# [Goal]
Quote the lines of the data starting at the line containing "job: trace every instance of the curved" and ending at the line containing "146 43 L 146", reproducing them without any change.

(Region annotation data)

+-------+

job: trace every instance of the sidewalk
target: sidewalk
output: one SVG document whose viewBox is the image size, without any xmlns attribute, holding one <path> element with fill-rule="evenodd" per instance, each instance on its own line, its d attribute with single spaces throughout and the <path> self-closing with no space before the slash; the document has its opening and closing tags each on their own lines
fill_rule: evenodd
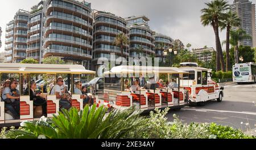
<svg viewBox="0 0 256 150">
<path fill-rule="evenodd" d="M 223 83 L 218 83 L 218 84 L 220 86 L 225 86 L 225 85 L 232 85 L 234 84 L 234 82 L 223 82 Z"/>
</svg>

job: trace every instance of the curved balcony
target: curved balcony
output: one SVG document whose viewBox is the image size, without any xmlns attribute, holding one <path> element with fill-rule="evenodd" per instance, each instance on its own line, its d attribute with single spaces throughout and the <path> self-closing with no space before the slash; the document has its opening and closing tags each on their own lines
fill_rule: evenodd
<svg viewBox="0 0 256 150">
<path fill-rule="evenodd" d="M 146 43 L 146 44 L 155 46 L 155 44 L 154 44 L 153 43 L 152 43 L 151 42 L 148 41 L 141 40 L 130 40 L 130 42 Z"/>
<path fill-rule="evenodd" d="M 14 43 L 27 43 L 27 40 L 15 40 Z"/>
<path fill-rule="evenodd" d="M 51 18 L 57 18 L 57 19 L 61 19 L 61 20 L 65 20 L 68 22 L 75 22 L 75 23 L 79 23 L 79 24 L 80 24 L 82 25 L 85 25 L 85 26 L 87 26 L 92 29 L 93 28 L 93 26 L 92 25 L 90 25 L 89 23 L 86 23 L 85 22 L 78 20 L 74 18 L 68 18 L 68 17 L 65 17 L 65 16 L 59 16 L 57 15 L 48 15 L 46 18 L 46 20 L 47 21 L 48 19 L 51 19 Z"/>
<path fill-rule="evenodd" d="M 13 39 L 11 39 L 11 40 L 6 40 L 5 41 L 5 43 L 6 45 L 6 44 L 10 44 L 10 43 L 11 43 L 13 42 Z"/>
<path fill-rule="evenodd" d="M 71 10 L 71 11 L 73 11 L 74 12 L 80 13 L 80 14 L 85 15 L 85 16 L 90 18 L 90 19 L 92 19 L 92 20 L 93 19 L 92 19 L 92 16 L 90 14 L 86 13 L 86 12 L 85 12 L 85 11 L 83 12 L 81 10 L 77 10 L 77 9 L 76 9 L 75 8 L 73 8 L 73 7 L 68 7 L 68 6 L 64 6 L 64 5 L 59 5 L 59 4 L 55 4 L 55 3 L 51 3 L 51 4 L 49 5 L 48 6 L 48 7 L 47 7 L 47 10 L 48 9 L 51 8 L 51 7 L 58 7 L 58 8 L 61 8 L 61 9 L 66 9 L 66 10 L 69 10 L 69 11 Z"/>
<path fill-rule="evenodd" d="M 12 36 L 13 35 L 13 34 L 14 34 L 13 32 L 13 33 L 6 34 L 5 35 L 5 37 L 7 38 L 8 38 L 8 37 L 9 37 L 9 36 Z"/>
<path fill-rule="evenodd" d="M 40 51 L 40 47 L 30 47 L 27 48 L 26 50 L 27 52 L 31 52 L 31 51 Z"/>
<path fill-rule="evenodd" d="M 46 38 L 45 43 L 46 43 L 48 41 L 59 41 L 59 42 L 68 43 L 69 44 L 75 44 L 79 45 L 82 45 L 92 48 L 92 45 L 90 45 L 89 44 L 82 43 L 81 42 L 76 41 L 72 40 L 66 40 L 61 38 Z"/>
<path fill-rule="evenodd" d="M 171 45 L 172 44 L 172 43 L 171 42 L 168 42 L 168 41 L 163 41 L 163 40 L 155 40 L 155 43 L 166 43 L 166 44 L 170 44 L 170 45 Z"/>
<path fill-rule="evenodd" d="M 30 42 L 32 42 L 34 41 L 38 41 L 38 40 L 41 40 L 41 38 L 39 36 L 36 36 L 35 38 L 32 38 L 30 39 L 28 39 L 27 40 L 27 43 L 30 43 Z"/>
<path fill-rule="evenodd" d="M 40 56 L 28 56 L 28 57 L 27 57 L 27 58 L 31 58 L 31 59 L 33 59 L 34 60 L 39 60 Z"/>
<path fill-rule="evenodd" d="M 91 39 L 92 39 L 93 36 L 92 35 L 90 35 L 86 33 L 84 33 L 82 32 L 81 31 L 77 31 L 75 30 L 73 30 L 72 28 L 63 28 L 63 27 L 48 27 L 46 28 L 46 32 L 50 30 L 60 30 L 60 31 L 67 31 L 67 32 L 72 32 L 72 33 L 75 33 L 75 34 L 77 34 L 81 35 L 83 35 L 83 36 L 85 36 L 87 37 L 89 37 Z"/>
<path fill-rule="evenodd" d="M 13 28 L 14 28 L 14 27 L 7 27 L 7 28 L 5 28 L 5 31 L 6 31 L 6 32 L 9 32 L 9 31 L 10 31 L 11 30 L 13 30 Z"/>
<path fill-rule="evenodd" d="M 94 23 L 94 24 L 96 25 L 97 24 L 99 24 L 99 23 L 110 24 L 112 24 L 115 26 L 118 26 L 120 28 L 125 28 L 125 30 L 126 30 L 127 31 L 129 30 L 129 29 L 127 27 L 123 26 L 123 24 L 120 24 L 115 23 L 115 22 L 112 22 L 107 21 L 107 20 L 96 20 L 96 22 Z"/>
<path fill-rule="evenodd" d="M 16 36 L 16 35 L 20 35 L 20 36 L 27 36 L 27 34 L 24 34 L 24 33 L 15 33 L 14 34 L 14 36 Z"/>
<path fill-rule="evenodd" d="M 14 47 L 13 48 L 14 51 L 26 51 L 26 48 L 20 48 L 20 47 Z"/>
<path fill-rule="evenodd" d="M 42 18 L 38 18 L 38 19 L 34 19 L 32 20 L 29 20 L 27 22 L 27 24 L 31 24 L 31 23 L 35 23 L 35 22 L 38 23 L 39 22 L 41 22 L 41 20 L 42 20 Z"/>
<path fill-rule="evenodd" d="M 26 57 L 27 57 L 26 55 L 18 55 L 18 54 L 14 54 L 13 55 L 13 58 L 14 59 L 26 59 Z"/>
<path fill-rule="evenodd" d="M 136 51 L 136 49 L 135 48 L 131 47 L 130 48 L 130 51 Z M 150 53 L 155 53 L 154 51 L 150 49 L 148 49 L 148 48 L 143 48 L 143 51 L 146 51 L 146 52 L 149 52 Z"/>
<path fill-rule="evenodd" d="M 148 32 L 147 32 L 147 33 L 142 33 L 142 32 L 138 32 L 138 31 L 132 31 L 132 32 L 130 32 L 130 35 L 133 35 L 133 34 L 135 34 L 135 35 L 144 35 L 144 36 L 148 36 L 148 37 L 150 37 L 150 38 L 154 38 L 154 37 L 153 37 L 153 36 L 151 35 L 151 34 L 148 34 Z"/>
<path fill-rule="evenodd" d="M 22 28 L 27 29 L 27 26 L 26 26 L 26 25 L 19 25 L 19 24 L 18 24 L 18 25 L 15 25 L 14 26 L 14 27 L 15 28 Z"/>
<path fill-rule="evenodd" d="M 32 30 L 28 29 L 27 30 L 27 34 L 29 34 L 31 32 L 34 32 L 35 31 L 41 31 L 41 28 L 33 28 Z"/>
<path fill-rule="evenodd" d="M 118 53 L 121 54 L 121 51 L 117 49 L 108 49 L 108 48 L 96 48 L 94 50 L 94 52 L 114 52 Z M 123 52 L 123 54 L 126 55 L 129 55 L 127 52 Z"/>
<path fill-rule="evenodd" d="M 114 35 L 115 36 L 119 34 L 122 33 L 122 32 L 113 31 L 110 31 L 110 30 L 97 30 L 94 31 L 94 34 L 96 34 L 99 32 L 112 34 Z"/>
<path fill-rule="evenodd" d="M 63 50 L 57 50 L 57 49 L 44 49 L 43 55 L 46 56 L 45 55 L 47 55 L 47 53 L 59 53 L 61 56 L 68 56 L 70 57 L 70 55 L 72 55 L 74 57 L 86 57 L 86 59 L 91 59 L 92 55 L 86 54 L 86 53 L 82 53 L 81 52 L 75 52 L 73 51 L 63 51 Z M 46 56 L 47 57 L 47 56 Z"/>
</svg>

+-------+

# [Written reply]
job: trace every instance of the curved balcony
target: curved balcony
output: one SVG document whose viewBox is the image size, without any xmlns attribute, holding one <path> element with fill-rule="evenodd" per instance, each instance on its own line, its d attribute with single spaces throughout and the <path> self-closing with no space before the slash; the document has its opening and closing tags each on their own lines
fill_rule: evenodd
<svg viewBox="0 0 256 150">
<path fill-rule="evenodd" d="M 146 43 L 146 44 L 155 46 L 155 44 L 154 44 L 153 43 L 152 43 L 151 42 L 148 41 L 141 40 L 130 40 L 130 42 Z"/>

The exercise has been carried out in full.